======== Material supplied ========

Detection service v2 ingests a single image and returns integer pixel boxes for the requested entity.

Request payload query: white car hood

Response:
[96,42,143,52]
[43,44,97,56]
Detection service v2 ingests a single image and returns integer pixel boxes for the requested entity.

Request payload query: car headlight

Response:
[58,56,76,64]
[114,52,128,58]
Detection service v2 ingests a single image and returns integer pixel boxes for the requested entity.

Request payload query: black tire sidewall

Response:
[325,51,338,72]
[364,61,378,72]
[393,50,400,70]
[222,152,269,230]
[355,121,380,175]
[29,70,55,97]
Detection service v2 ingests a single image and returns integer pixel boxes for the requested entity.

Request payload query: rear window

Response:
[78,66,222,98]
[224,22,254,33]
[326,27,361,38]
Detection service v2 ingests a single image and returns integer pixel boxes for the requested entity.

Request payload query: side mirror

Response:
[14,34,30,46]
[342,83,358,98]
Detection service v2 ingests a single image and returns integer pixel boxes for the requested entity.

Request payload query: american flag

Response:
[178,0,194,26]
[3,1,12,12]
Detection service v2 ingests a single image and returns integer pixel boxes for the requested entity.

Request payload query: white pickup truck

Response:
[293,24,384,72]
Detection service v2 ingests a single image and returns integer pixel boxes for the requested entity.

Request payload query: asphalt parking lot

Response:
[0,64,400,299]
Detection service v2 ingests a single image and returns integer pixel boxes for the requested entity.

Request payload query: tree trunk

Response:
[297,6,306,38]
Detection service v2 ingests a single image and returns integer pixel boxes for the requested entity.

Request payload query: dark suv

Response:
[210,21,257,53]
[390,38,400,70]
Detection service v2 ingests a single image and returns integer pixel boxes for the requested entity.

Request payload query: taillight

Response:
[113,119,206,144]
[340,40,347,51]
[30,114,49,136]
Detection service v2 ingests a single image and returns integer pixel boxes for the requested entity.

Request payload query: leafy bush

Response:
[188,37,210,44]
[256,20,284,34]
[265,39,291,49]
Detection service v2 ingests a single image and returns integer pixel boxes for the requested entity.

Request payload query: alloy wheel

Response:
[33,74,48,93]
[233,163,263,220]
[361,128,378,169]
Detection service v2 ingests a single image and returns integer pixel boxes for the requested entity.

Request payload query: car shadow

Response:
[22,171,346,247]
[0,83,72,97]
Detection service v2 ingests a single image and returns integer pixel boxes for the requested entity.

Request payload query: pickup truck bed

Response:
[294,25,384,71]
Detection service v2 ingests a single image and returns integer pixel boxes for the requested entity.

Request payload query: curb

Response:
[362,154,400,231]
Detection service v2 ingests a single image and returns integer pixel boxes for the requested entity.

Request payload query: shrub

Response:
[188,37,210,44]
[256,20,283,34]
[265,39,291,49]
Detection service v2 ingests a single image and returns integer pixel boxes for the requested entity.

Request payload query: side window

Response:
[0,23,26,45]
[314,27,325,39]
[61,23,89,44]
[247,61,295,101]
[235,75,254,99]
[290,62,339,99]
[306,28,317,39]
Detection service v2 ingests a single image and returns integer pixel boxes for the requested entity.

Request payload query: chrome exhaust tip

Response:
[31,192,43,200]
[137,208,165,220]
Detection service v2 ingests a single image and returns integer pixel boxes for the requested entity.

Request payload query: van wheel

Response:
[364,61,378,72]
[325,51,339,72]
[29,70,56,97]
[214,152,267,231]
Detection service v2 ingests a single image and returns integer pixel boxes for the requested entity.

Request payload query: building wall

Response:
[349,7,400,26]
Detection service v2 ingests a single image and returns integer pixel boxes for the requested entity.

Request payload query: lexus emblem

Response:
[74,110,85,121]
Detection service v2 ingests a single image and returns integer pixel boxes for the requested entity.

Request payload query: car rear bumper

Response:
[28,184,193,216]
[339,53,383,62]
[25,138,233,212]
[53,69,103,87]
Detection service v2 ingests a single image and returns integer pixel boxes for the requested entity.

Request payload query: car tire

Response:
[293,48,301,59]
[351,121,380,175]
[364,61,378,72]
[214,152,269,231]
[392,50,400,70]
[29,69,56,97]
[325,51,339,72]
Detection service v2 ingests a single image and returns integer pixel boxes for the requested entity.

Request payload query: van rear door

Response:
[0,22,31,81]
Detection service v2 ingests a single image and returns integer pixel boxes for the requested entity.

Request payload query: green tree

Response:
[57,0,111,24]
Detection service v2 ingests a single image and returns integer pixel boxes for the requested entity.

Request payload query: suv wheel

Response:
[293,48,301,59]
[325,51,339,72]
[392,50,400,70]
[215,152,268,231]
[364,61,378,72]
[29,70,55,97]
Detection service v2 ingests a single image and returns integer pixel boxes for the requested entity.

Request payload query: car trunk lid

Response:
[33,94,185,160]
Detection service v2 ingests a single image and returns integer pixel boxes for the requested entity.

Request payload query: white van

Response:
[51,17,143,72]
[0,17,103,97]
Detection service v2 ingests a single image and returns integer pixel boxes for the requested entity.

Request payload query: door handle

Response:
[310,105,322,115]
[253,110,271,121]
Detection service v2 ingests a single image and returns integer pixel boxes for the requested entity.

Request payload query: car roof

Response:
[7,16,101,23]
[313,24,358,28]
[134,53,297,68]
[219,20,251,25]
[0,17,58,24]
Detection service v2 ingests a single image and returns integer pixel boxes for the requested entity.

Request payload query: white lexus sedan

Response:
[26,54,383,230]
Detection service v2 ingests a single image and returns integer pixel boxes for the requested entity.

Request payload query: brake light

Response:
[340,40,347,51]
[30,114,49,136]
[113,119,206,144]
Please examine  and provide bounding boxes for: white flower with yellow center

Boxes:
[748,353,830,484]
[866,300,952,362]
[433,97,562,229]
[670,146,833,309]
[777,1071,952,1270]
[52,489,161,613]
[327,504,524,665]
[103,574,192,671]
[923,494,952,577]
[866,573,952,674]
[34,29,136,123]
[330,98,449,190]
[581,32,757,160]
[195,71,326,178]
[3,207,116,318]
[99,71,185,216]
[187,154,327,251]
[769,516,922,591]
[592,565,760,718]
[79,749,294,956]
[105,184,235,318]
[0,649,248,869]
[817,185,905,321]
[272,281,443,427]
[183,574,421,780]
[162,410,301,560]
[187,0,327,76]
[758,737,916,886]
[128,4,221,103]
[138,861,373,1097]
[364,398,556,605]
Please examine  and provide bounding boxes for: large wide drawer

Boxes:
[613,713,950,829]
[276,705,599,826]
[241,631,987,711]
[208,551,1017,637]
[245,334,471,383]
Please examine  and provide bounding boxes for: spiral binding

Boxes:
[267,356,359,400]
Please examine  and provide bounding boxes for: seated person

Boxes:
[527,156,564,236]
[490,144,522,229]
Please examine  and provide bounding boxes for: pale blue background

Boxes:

========

* **Exercise objective**
Could you render every line of the rows above as a numbered list, leaving out the blank lines?

* **Result of the task**
1. Detection service v2 ingests a single image and returns integer pixel boxes for the requested entity.
2. Request payload query: white car hood
3. Response:
4. [96,42,143,52]
5. [43,44,97,56]
6. Detection service v2 ingests a single image and returns integer pixel boxes for the requested entity.
7. Request payload query: car headlight
8. Response:
9. [58,56,76,64]
10. [114,52,128,58]
11. Detection service v2 ingests a single image and returns integer pixel boxes for the requested entity.
12. Request payload query: black tire sidewall
13. Response:
14. [325,51,338,72]
15. [364,61,378,72]
16. [393,50,400,70]
17. [222,152,269,230]
18. [355,121,380,175]
19. [29,70,55,97]
20. Detection service v2 ingests a single image and returns integer pixel boxes for the requested entity.
21. Request payload query: rear window
22. Response:
23. [78,66,222,98]
24. [224,22,254,33]
25. [326,27,361,38]
26. Detection service v2 ingests a single image and returns integer pixel boxes for the requested entity.
27. Request payload query: side mirror
28. Response:
29. [14,34,30,46]
30. [342,83,358,98]
31. Detection service v2 ingests a single image and returns integer pixel boxes for the requested entity.
32. Request payload query: american flag
33. Response:
34. [178,0,194,26]
35. [3,1,12,12]
36. Detection service v2 ingests a single image and returns integer pixel boxes for the requested entity.
37. Request payload query: white pickup truck
38. Response:
39. [293,24,384,72]
40. Detection service v2 ingests a single image and returns integer pixel boxes for the requested entity.
41. Request payload query: asphalt parking lot
42. Response:
43. [0,64,400,299]
44. Detection service v2 ingests a single image and returns integer pixel boxes for the requested entity.
45. Request payload query: tree trunk
46. Response:
47. [297,6,306,38]
48. Detection service v2 ingests a single image and returns integer pixel boxes for the requested entity.
49. Request payload query: dark suv
50. Response:
51. [210,21,257,53]
52. [390,38,400,70]
53. Detection service v2 ingests a single image and returns integer pixel boxes for the requested entity.
54. Request payload query: taillight
55. Response:
56. [113,119,206,144]
57. [340,40,347,51]
58. [30,114,49,136]
59. Detection service v2 ingests a single image and returns integer pixel boxes for the requested entity.
60. Request payload query: leafy bush
61. Response:
62. [188,37,210,44]
63. [256,20,284,34]
64. [265,39,291,49]
65. Detection service v2 ingests a single image and returns integer pixel boxes for the requested entity.
66. Request payload query: alloy wheel
67. Response:
68. [33,74,48,93]
69. [233,163,263,220]
70. [361,128,378,169]
71. Detection service v2 ingests a single image and returns integer pixel boxes for the requested entity.
72. Request payload query: car shadow
73. Response:
74. [22,171,346,247]
75. [0,83,72,97]
76. Detection service v2 ingests a single image and returns integer pixel boxes for the requested entity.
77. Request payload query: pickup truck bed
78. Response:
79. [294,25,384,71]
80. Detection service v2 ingests a single image and returns integer pixel boxes for the requested entity.
81. Request payload query: curb
82. Response:
83. [362,154,400,231]
84. Detection service v2 ingests a single image and returns integer pixel boxes for the requested entity.
85. Request payload query: shrub
86. Response:
87. [188,37,210,44]
88. [256,20,283,34]
89. [265,39,291,49]
90. Detection service v2 ingests a single image and returns integer pixel boxes for the requested entity.
91. Request payload query: side window
92. Response:
93. [0,23,26,45]
94. [314,27,325,39]
95. [61,23,89,44]
96. [247,61,295,101]
97. [235,75,254,99]
98. [290,62,339,99]
99. [306,28,317,39]
100. Detection service v2 ingests a single image and returns integer pixel boxes for the requested entity.
101. Request payload query: chrome exhaust tip
102. Response:
103. [31,192,43,200]
104. [137,208,165,220]
105. Detection service v2 ingests a single image and returns integer pixel boxes for the requested entity.
106. Request payload query: van wheel
107. Response:
108. [364,61,378,72]
109. [325,51,339,72]
110. [29,70,56,97]
111. [214,152,267,231]
112. Detection service v2 ingests a single image and returns integer pixel boxes for the requested entity.
113. Request payload query: building wall
114. Response:
115. [349,7,400,26]
116. Detection service v2 ingests a single image and returns integer pixel boxes for the requested entity.
117. Request payload query: lexus emblem
118. Response:
119. [74,110,85,121]
120. Detection service v2 ingests a single image and returns integer pixel boxes for the requested entity.
121. Request payload query: car rear bumper
122. Response:
123. [28,184,193,216]
124. [339,53,383,62]
125. [25,138,233,212]
126. [53,69,103,87]
127. Detection service v2 ingests a single image and returns integer pixel boxes for the requested entity.
128. Request payload query: car tire
129. Response:
130. [293,48,301,59]
131. [351,121,380,175]
132. [364,61,378,72]
133. [214,152,269,231]
134. [392,50,400,70]
135. [29,69,56,97]
136. [325,51,339,72]
137. Detection service v2 ingests a single image and returns integer pixel boxes for the requested entity.
138. Request payload query: van rear door
139. Response:
140. [0,22,31,81]
141. Detection service v2 ingests a single image and returns integer pixel boxes for the requested entity.
142. Request payload query: green tree
143. Response:
144. [57,0,111,24]
145. Detection service v2 ingests a single image and returns integer pixel boxes for the requested entity.
146. Request payload query: suv wheel
147. Response:
148. [293,48,301,59]
149. [325,51,339,72]
150. [392,50,400,70]
151. [215,152,268,231]
152. [364,61,378,72]
153. [29,70,55,97]
154. Detection service v2 ingests a single image and returns integer pixel boxes for the requested entity.
155. Request payload query: car trunk lid
156. Response:
157. [33,94,185,160]
158. Detection service v2 ingests a single image and returns integer pixel boxes for the requested entity.
159. Request payload query: white van
160. Response:
161. [51,17,143,72]
162. [0,17,103,97]
163. Detection service v2 ingests a single image and returns integer pixel boxes for the requested entity.
164. Request payload query: door handle
165. Response:
166. [310,105,322,115]
167. [253,110,271,121]
168. Detection service v2 ingests a single image and returns integer pixel boxes for the requested entity.
169. Request payload query: car roof
170. Response:
171. [7,16,101,23]
172. [313,24,358,28]
173. [134,53,297,68]
174. [219,20,251,25]
175. [0,17,58,24]
176. Detection service v2 ingests a single image and returns integer pixel boxes for the requested entity.
177. Request payload query: white lexus sedan
178. Response:
179. [26,54,383,230]
180. Detection service v2 ingests a single image and returns integer pixel boxes for the requested entity.
181. Request payload query: brake light
182. Response:
183. [340,40,347,51]
184. [30,114,49,136]
185. [113,119,206,144]
186. Please examine  and provide bounding boxes for: white flower with yellow center
187. Boxes:
188. [748,353,830,484]
189. [866,300,952,362]
190. [433,97,562,229]
191. [670,146,833,309]
192. [777,1071,952,1270]
193. [52,489,161,613]
194. [327,504,524,665]
195. [103,574,192,671]
196. [923,494,952,577]
197. [866,573,952,674]
198. [34,29,136,123]
199. [330,98,449,190]
200. [581,32,757,160]
201. [195,71,326,178]
202. [3,207,116,318]
203. [99,71,185,216]
204. [187,154,327,251]
205. [769,516,922,591]
206. [592,565,760,718]
207. [79,749,294,956]
208. [105,184,235,318]
209. [0,649,248,869]
210. [817,185,905,321]
211. [272,281,443,427]
212. [183,574,421,780]
213. [162,410,301,560]
214. [187,0,327,76]
215. [758,737,916,886]
216. [128,4,221,103]
217. [138,861,373,1097]
218. [364,398,556,605]
219. Please examine  and provide bounding boxes for: large wide drawer
220. Boxes:
221. [613,713,950,829]
222. [276,705,599,826]
223. [241,631,987,711]
224. [208,551,1017,637]
225. [245,334,471,383]
226. Please examine  and provide bounding boxes for: spiral binding
227. Boxes:
228. [267,356,359,400]
229. Please examine  and provide bounding boxes for: seated person
230. Boxes:
231. [527,156,564,236]
232. [490,144,522,229]
233. Please examine  and provide bounding boxes for: pale blue background
234. Boxes:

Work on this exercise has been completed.